• _DATASET RECORDS_:

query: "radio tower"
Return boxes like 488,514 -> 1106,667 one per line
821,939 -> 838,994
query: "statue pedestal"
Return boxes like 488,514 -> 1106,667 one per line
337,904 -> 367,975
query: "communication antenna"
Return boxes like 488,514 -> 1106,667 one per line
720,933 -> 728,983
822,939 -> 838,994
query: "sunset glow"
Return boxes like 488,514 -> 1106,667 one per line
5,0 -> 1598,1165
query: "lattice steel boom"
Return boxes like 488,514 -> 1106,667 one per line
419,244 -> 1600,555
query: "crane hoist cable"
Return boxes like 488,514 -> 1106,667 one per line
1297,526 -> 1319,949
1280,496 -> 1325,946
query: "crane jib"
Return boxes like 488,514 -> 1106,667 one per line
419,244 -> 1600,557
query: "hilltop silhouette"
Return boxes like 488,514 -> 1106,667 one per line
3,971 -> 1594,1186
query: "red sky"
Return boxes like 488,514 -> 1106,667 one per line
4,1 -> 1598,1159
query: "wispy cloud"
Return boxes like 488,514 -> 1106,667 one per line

* * *

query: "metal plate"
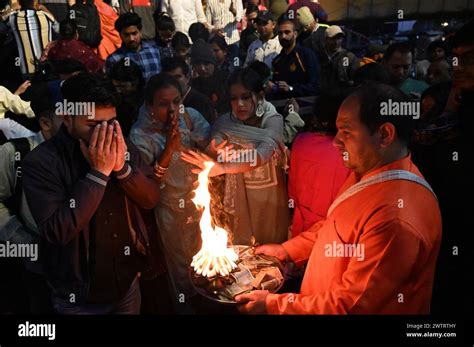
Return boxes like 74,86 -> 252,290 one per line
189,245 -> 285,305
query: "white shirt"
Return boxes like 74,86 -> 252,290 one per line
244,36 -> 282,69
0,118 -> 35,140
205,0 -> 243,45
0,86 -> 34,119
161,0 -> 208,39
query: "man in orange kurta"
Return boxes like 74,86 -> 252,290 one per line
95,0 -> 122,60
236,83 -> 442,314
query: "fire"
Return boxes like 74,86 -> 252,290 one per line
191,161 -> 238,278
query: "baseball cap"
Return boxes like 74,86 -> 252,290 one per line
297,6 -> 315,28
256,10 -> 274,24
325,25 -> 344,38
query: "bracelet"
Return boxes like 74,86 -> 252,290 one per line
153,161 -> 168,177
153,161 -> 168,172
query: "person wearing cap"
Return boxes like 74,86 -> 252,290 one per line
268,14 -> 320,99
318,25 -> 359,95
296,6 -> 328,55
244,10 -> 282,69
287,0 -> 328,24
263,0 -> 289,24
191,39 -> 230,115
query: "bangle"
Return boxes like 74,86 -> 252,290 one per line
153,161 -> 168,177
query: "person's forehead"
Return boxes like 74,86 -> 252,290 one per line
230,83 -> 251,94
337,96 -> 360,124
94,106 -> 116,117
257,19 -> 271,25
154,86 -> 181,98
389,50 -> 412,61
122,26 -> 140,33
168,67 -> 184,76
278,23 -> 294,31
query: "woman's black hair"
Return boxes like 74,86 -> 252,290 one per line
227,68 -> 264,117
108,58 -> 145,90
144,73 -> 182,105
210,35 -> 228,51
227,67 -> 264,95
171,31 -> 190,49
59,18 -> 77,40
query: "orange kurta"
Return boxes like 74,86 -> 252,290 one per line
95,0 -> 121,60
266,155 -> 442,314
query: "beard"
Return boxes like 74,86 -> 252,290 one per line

* * *

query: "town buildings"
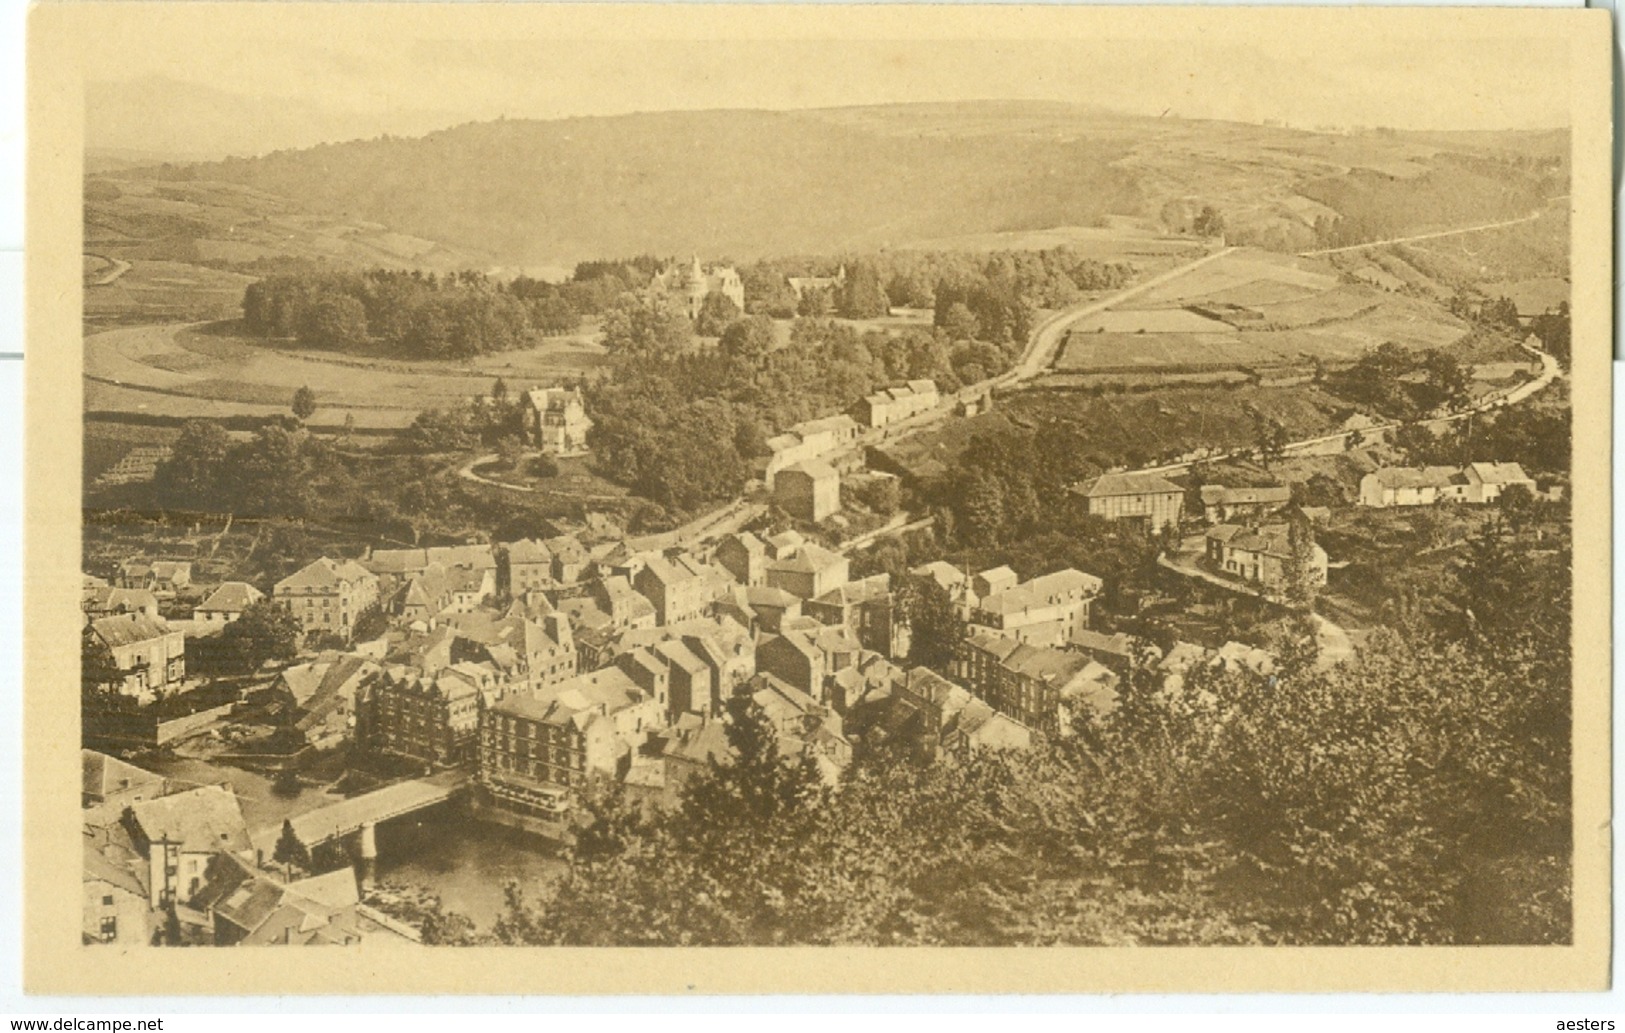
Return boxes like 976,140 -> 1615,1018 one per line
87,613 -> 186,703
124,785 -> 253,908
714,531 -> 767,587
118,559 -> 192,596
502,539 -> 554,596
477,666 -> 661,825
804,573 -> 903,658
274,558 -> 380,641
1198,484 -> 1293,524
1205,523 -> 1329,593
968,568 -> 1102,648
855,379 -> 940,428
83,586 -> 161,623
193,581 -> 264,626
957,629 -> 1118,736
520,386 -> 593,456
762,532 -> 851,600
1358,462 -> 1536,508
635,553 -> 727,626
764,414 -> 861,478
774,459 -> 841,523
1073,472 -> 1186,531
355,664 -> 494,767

• _WORK TO COMPLETE_:
I need each line from the listing where the word "person" occurs.

• _ANSWER BELOW_:
query: "person wearing cap"
query: "person's forehead"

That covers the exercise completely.